• BRANO:

Blog Di notte continuo ad alzarmi spesso perché non posso dormire e, per alleviare i pensieri che nel buio si ingigantiscono come massi poderosi, esco sul balcone stringendomi a me stessa nell’angolo meno esposto all’umidità notturna...
Spesso di notte non posso dormire e, per alleviare i pensieri che nel buio si ingigantiscono come massi poderosi, esco sul balcone stringendomi a me stessa nell’angolo meno esposto all’umidità notturna. Aspetto che arrivi o l’alba o il sonno mentre osservo le auto che sporadiche filano veloci sul lucido asfalto.
Vivo in un complesso di edifici sul lungomare cittadino in cui alloggiano numerose famiglie della media borghesia che, pur abitandovi da tempo, si salutano appena. A fianco del mio palazzo campeggia la mole cospicua di una costruzione, un tempo destinata a nosocomio cittadino e da anni abbondonata. Ignobile destino per un immobile gigantesco e costosissimo, lasciato in balìa a furti, atti vandalici ed usato spesso come discarica abusiva. In una di quelle notti insonni, una fiammella nel buio del mostro disabitato attirò la mia attenzione: immediatamente mi allarmai, perché pensai ad un bivacco di balordi che avrebbe potuto provocare un incendio o architettare dei furti nei nostri appartamenti, in fondo siamo separati soltanto da un comune muro. Stavo per allertare qualcuno quando la finestrella, da cui proveniva la fiammella, schiuse, nei pochi centimetri di apertura, una scena casalinga: una ragazza passeggiava cullando un piccolo bambino, ed appariva e scompariva alla mia vista in un avanti ed indietro ritmato, forse, da una nenia consolatrice di mamma.

• DATI FORNITI:
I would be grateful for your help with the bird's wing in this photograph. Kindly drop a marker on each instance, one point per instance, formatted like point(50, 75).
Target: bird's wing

• OBIETTIVO: Scrivi il seguito del brano sulle notti insonni trascorse sul balcone, cominciando subito dopo la sua ultima frase. Per lo svolgimento non occorre consultare l'elenco.

• RISPOSTA:
Rimasi con il fiato sospeso fino a quando, col principiare del giorno, la fessura si richiuse al mondo sigillando quel focolare domestico anomalo e provvisorio. Non ne parlai con nessuno, neanche con la mia famiglia, ma cominciai, in più ore del giorno, ad appostarmi nell’angolo estremo del balcone della mia cucina in modo da poter tenere d’occhio la finestra ed il piccolo portoncino che da quella parte dava accesso a quella camerata dell’ospedale in disuso. Avevo cominciato a credere di essere stata vittima di un’allucinazione quando finalmente li vidi. Era un’alba di agosto, e la grande calura aveva probabilmente fatto evaporare la loro prudenza. Immaginai all’interno della camerata abbandonata l’aria soffocante ed irrespirabile mischiata all’odore dei giacigli di fortuna, e del cibo lasciato ad irrancidire all’aria.
La coppia stava lì immobile e taciturna tenendosi per mano, illuminati in pieno dalla luce: giovanissimi, osservavano una piantina spuntata prepotente tra gli infissi sbeccati della finestra; la guardavano perché, come loro, essa cercava riscontro a torti di antica data, ma il resistere era un castigo più grande che il cedere.
Improvvisamente la mano di lei si svincolò da quella di lui, attirata da un qualcosa dall’interno del rifugio; ebbi così certezza della presenza del piccolo che adesso – lo sentivo con chiarezza – piangeva reclamando il latte. Si rintanarono veloci serrando le loro vite ai pericoli di un giorno che spuntava.
Non ebbi mai il coraggio di farmi vedere, o forse fu la cautela a non spingere oltre i miei passi. Li vidi solo un’altra volta, per strada: loro due sempre attaccati con il piccolo in collo. Non possedevano neanche un passeggino, o forse non lo volevano perché avrebbe potuto attirare su di loro l’attenzione. Avrei potuto ma non ho fatto: perché la vera solidarietà non è procurare un passeggino ben conservato o un corredino dismesso, perché “Una terra è come la madre, lo Stato è come il padre e solo chi è stato prodotto dalla madre e dal padre ha diritti; tutti gli altri sono bastardi !”*
Non li vidi mai più. Forse qualcuno si era accorto di loro ed erano andati via per proteggere il piccolo.
Nel loro stare attaccati in una terra straniera c’era l’insidiosa condizioni di clandestini, nelle cui menti strazia il distacco dalla terra natìa.
Per loro il tempo di dover abbandonare le proprie cose, i propri affetti mai può essere bastevole, e mai disposizione d’animo può far sentire un profugo pronto.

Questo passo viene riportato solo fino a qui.